**Exercise goal**.
State how many lines of the items below contain the string "candle", with case counting. Give only the number.

(Point-based annotation data)
_ _ _ _

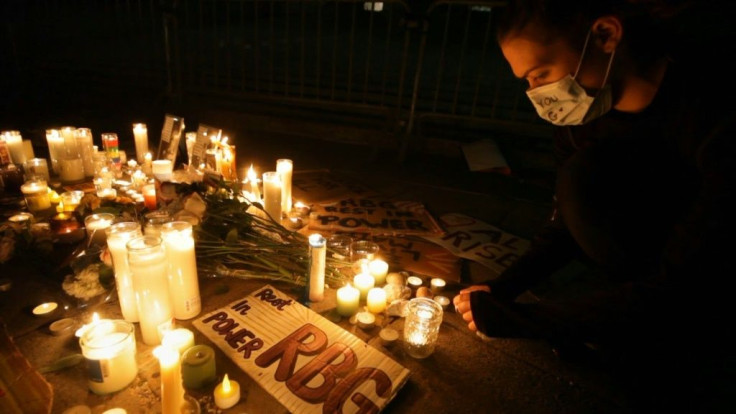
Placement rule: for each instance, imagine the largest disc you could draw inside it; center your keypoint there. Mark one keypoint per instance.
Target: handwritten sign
(481, 242)
(305, 361)
(323, 186)
(374, 216)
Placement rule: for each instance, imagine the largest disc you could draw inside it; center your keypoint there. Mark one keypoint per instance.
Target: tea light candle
(96, 224)
(437, 285)
(364, 282)
(180, 339)
(172, 387)
(227, 393)
(162, 169)
(376, 300)
(366, 320)
(36, 194)
(140, 134)
(45, 309)
(272, 194)
(317, 260)
(348, 300)
(285, 168)
(198, 366)
(379, 269)
(149, 196)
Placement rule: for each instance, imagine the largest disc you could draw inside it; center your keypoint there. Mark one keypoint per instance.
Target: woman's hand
(462, 304)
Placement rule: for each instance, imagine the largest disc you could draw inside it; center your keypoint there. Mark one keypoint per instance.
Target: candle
(140, 133)
(436, 285)
(272, 195)
(366, 320)
(96, 224)
(117, 236)
(36, 194)
(147, 166)
(198, 366)
(37, 168)
(45, 309)
(364, 282)
(182, 269)
(109, 348)
(285, 168)
(348, 299)
(15, 145)
(149, 270)
(162, 169)
(254, 188)
(149, 196)
(317, 259)
(376, 300)
(56, 147)
(83, 137)
(227, 393)
(172, 387)
(379, 269)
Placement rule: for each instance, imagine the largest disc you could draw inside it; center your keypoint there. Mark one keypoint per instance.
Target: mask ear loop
(580, 62)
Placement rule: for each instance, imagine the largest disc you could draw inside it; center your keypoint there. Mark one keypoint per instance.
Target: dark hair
(643, 21)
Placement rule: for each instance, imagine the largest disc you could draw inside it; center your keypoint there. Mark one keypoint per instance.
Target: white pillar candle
(96, 226)
(379, 269)
(15, 145)
(172, 387)
(376, 300)
(364, 282)
(317, 259)
(227, 393)
(348, 300)
(117, 236)
(110, 351)
(285, 168)
(56, 147)
(182, 269)
(37, 168)
(36, 194)
(86, 150)
(180, 339)
(149, 271)
(162, 169)
(140, 133)
(272, 195)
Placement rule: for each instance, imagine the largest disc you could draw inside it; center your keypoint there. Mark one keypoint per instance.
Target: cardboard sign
(323, 186)
(481, 242)
(374, 216)
(302, 359)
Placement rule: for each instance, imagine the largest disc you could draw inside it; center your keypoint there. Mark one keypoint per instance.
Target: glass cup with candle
(110, 351)
(36, 194)
(421, 327)
(149, 271)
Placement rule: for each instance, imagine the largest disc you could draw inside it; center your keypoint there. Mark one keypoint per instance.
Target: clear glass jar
(149, 271)
(118, 236)
(421, 327)
(110, 350)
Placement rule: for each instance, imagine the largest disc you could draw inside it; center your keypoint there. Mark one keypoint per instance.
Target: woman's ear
(607, 32)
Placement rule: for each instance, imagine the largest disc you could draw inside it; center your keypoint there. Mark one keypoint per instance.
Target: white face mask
(565, 102)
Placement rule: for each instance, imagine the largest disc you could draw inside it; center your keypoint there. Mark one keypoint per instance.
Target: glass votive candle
(36, 168)
(96, 224)
(36, 194)
(71, 199)
(421, 327)
(162, 169)
(109, 348)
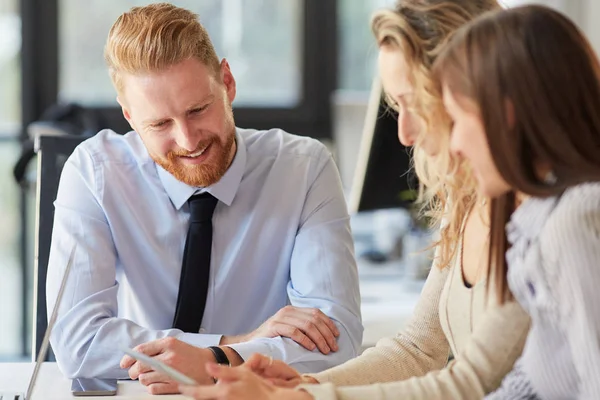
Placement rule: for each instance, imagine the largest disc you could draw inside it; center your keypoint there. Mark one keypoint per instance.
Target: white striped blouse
(554, 272)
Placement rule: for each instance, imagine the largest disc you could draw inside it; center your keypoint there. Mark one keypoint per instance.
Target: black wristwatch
(220, 356)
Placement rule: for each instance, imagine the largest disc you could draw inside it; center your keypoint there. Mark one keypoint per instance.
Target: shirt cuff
(200, 339)
(246, 349)
(322, 392)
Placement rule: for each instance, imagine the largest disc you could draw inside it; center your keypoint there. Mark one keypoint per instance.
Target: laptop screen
(51, 321)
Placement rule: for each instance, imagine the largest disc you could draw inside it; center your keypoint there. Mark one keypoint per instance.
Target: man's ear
(125, 111)
(228, 80)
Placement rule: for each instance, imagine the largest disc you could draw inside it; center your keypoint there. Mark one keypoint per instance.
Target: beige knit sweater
(486, 341)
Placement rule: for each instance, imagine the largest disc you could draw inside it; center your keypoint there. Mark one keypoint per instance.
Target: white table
(52, 385)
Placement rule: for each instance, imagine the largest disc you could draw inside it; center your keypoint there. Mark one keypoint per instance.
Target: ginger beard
(207, 173)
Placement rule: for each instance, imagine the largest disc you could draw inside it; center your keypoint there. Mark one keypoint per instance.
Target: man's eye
(159, 124)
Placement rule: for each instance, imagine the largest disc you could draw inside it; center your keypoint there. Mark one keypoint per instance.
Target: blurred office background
(306, 66)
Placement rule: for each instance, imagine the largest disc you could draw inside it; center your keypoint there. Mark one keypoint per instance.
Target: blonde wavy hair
(154, 37)
(421, 29)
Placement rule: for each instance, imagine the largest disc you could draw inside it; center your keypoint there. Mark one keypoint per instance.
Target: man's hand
(240, 383)
(308, 327)
(187, 359)
(277, 372)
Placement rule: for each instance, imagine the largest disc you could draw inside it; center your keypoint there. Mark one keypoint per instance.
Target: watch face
(220, 356)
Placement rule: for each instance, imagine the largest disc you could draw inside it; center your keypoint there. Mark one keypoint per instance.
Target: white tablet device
(161, 367)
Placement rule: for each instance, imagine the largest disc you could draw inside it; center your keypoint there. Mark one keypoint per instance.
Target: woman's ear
(509, 109)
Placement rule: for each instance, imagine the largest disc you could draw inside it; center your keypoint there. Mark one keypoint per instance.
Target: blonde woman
(455, 315)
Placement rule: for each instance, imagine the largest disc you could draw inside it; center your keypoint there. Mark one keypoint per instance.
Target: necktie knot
(202, 207)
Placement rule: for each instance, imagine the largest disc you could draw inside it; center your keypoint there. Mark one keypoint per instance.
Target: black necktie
(195, 269)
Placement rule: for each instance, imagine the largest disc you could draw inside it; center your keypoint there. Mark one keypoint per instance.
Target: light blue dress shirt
(281, 236)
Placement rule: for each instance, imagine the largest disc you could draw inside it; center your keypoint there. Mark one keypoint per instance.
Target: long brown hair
(420, 29)
(536, 81)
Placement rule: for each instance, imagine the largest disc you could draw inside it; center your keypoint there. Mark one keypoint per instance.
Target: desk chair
(52, 152)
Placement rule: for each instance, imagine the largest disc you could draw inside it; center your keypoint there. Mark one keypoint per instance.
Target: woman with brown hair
(523, 90)
(452, 316)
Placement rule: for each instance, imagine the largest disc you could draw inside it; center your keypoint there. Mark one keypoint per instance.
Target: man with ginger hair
(197, 241)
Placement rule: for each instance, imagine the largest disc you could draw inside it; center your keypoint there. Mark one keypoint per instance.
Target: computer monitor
(383, 174)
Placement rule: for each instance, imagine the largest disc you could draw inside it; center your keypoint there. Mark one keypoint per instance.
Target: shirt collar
(224, 190)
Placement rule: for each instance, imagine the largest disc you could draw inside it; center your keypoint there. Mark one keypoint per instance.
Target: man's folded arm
(323, 275)
(88, 334)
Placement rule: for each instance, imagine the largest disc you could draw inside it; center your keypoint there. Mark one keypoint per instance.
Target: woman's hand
(240, 383)
(277, 372)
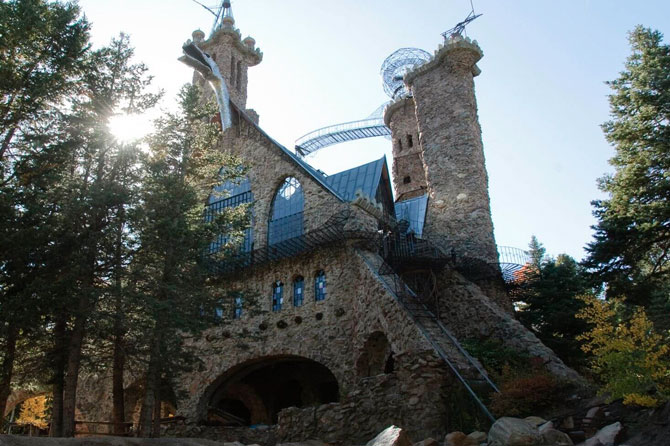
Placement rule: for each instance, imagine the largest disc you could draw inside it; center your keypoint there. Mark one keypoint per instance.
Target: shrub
(630, 359)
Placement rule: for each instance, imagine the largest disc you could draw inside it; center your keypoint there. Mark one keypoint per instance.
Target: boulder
(391, 436)
(554, 437)
(454, 439)
(509, 431)
(428, 442)
(535, 421)
(607, 436)
(474, 439)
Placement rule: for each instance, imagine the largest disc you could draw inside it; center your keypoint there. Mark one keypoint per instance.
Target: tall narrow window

_ _ _ _

**Finished answer**.
5